• _Work request_: Using the records below, output the stretch that opens with the line containing "186L769 253L789 246L796" and closes with the line containing "positive clicks: (218, 1) (237, 62)", exactly and including both lines, with nothing more.

• _Data supplied_:
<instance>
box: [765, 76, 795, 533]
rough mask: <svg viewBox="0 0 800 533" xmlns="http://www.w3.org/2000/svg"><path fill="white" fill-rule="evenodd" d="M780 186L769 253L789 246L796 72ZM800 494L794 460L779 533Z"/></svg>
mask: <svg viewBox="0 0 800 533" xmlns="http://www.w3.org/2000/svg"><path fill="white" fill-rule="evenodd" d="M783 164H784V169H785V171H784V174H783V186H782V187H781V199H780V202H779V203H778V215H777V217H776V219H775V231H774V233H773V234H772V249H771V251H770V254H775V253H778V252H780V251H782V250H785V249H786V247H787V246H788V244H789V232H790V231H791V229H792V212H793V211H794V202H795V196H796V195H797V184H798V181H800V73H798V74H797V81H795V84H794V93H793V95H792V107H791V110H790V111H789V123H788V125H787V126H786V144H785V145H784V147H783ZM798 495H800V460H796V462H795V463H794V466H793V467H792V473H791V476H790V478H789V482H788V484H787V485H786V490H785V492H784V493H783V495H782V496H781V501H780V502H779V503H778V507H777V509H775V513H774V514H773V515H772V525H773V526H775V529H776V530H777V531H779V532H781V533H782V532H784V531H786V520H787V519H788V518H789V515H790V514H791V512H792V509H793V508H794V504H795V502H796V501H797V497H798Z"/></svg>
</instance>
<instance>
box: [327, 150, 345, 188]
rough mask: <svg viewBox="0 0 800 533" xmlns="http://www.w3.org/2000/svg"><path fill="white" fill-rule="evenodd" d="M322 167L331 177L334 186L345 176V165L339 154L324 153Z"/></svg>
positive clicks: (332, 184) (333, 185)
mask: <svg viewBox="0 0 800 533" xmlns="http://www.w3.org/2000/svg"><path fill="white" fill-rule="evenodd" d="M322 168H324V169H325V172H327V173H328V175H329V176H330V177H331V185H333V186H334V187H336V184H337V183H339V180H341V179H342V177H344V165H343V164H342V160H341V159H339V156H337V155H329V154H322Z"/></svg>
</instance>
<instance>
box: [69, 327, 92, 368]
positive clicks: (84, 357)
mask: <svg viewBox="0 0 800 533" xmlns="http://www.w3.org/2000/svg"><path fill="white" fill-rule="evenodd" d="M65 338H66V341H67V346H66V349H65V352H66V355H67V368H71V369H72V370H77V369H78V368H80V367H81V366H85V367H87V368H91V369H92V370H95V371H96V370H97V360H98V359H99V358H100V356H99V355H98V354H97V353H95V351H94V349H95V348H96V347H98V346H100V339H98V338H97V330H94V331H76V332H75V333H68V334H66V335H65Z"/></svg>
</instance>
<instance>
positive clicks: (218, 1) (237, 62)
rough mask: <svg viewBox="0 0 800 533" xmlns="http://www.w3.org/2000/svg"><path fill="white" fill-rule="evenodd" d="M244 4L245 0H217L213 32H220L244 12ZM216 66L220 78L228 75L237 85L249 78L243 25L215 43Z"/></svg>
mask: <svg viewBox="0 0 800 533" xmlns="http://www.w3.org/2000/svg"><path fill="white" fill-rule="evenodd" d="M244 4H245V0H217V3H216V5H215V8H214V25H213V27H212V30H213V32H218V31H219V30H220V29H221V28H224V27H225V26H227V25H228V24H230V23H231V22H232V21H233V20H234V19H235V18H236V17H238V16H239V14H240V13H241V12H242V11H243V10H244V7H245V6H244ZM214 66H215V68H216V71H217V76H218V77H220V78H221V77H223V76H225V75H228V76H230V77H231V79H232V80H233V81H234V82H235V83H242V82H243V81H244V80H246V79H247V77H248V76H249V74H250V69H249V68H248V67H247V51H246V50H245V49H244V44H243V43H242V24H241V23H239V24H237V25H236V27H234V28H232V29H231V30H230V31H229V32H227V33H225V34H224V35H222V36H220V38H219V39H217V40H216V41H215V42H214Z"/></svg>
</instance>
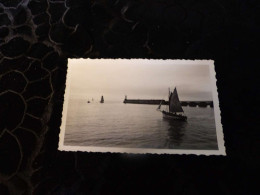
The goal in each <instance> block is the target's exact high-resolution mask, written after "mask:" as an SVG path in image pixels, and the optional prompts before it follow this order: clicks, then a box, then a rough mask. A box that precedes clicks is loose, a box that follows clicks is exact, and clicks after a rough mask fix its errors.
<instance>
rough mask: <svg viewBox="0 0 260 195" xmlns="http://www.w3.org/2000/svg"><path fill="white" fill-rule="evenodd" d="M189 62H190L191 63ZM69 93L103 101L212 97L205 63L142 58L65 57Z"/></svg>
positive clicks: (83, 96) (208, 65)
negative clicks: (100, 98)
mask: <svg viewBox="0 0 260 195" xmlns="http://www.w3.org/2000/svg"><path fill="white" fill-rule="evenodd" d="M191 63H192V64H191ZM68 65H69V74H71V75H70V76H71V77H70V78H71V83H70V87H71V89H70V97H71V98H80V99H83V98H84V99H89V100H91V99H92V98H94V100H100V98H101V95H103V96H104V99H105V101H106V100H107V101H123V100H124V97H125V95H127V98H128V99H167V97H168V88H169V87H170V89H171V90H173V89H174V87H177V91H178V95H179V99H180V100H182V101H185V100H191V101H192V100H193V101H199V100H212V93H211V80H210V71H209V65H208V64H207V63H205V62H204V63H200V62H199V61H188V62H187V61H184V60H179V61H174V60H146V59H131V60H126V59H115V60H113V59H95V60H92V59H69V63H68Z"/></svg>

• _Finished exercise_:
rough mask: <svg viewBox="0 0 800 533" xmlns="http://www.w3.org/2000/svg"><path fill="white" fill-rule="evenodd" d="M780 186L769 253L789 246L796 72ZM800 494L794 460L779 533Z"/></svg>
mask: <svg viewBox="0 0 800 533" xmlns="http://www.w3.org/2000/svg"><path fill="white" fill-rule="evenodd" d="M783 164H784V169H785V171H784V174H783V186H782V187H781V199H780V202H779V203H778V215H777V217H776V219H775V231H774V233H773V234H772V249H771V251H770V254H775V253H778V252H780V251H782V250H785V249H786V247H787V246H788V244H789V232H790V231H791V229H792V212H793V211H794V202H795V196H796V195H797V184H798V181H800V73H798V74H797V81H795V84H794V93H793V95H792V107H791V110H790V111H789V123H788V125H787V126H786V144H785V145H784V147H783ZM798 495H800V460H796V462H795V463H794V466H793V467H792V473H791V476H790V478H789V482H788V484H787V485H786V490H785V492H784V493H783V495H782V496H781V501H780V502H779V503H778V507H777V509H775V513H774V514H773V515H772V525H773V526H775V529H776V530H777V531H779V532H781V533H782V532H784V531H786V520H787V519H788V518H789V515H790V514H791V512H792V509H793V508H794V504H795V502H796V501H797V497H798Z"/></svg>
</instance>
<instance>
box: [327, 150, 345, 188]
rough mask: <svg viewBox="0 0 800 533" xmlns="http://www.w3.org/2000/svg"><path fill="white" fill-rule="evenodd" d="M322 167L331 177L334 186L345 176V165L339 154L324 153Z"/></svg>
positive clicks: (332, 184) (333, 185)
mask: <svg viewBox="0 0 800 533" xmlns="http://www.w3.org/2000/svg"><path fill="white" fill-rule="evenodd" d="M322 168H324V169H325V172H327V173H328V175H329V176H330V177H331V185H333V186H334V187H336V184H337V183H339V180H341V179H342V177H344V165H343V164H342V160H341V159H339V156H337V155H329V154H322Z"/></svg>
</instance>
<instance>
box: [69, 327, 92, 368]
positive clicks: (84, 357)
mask: <svg viewBox="0 0 800 533" xmlns="http://www.w3.org/2000/svg"><path fill="white" fill-rule="evenodd" d="M65 338H66V341H67V346H66V349H65V352H66V355H67V368H71V369H72V370H77V369H78V368H80V367H81V366H85V367H87V368H91V369H92V370H95V371H96V370H97V360H98V359H99V358H100V356H99V355H98V354H97V353H95V351H94V349H95V348H96V347H98V346H100V339H98V338H97V330H94V331H76V332H75V333H68V334H66V335H65Z"/></svg>
</instance>
<instance>
positive clicks: (218, 1) (237, 62)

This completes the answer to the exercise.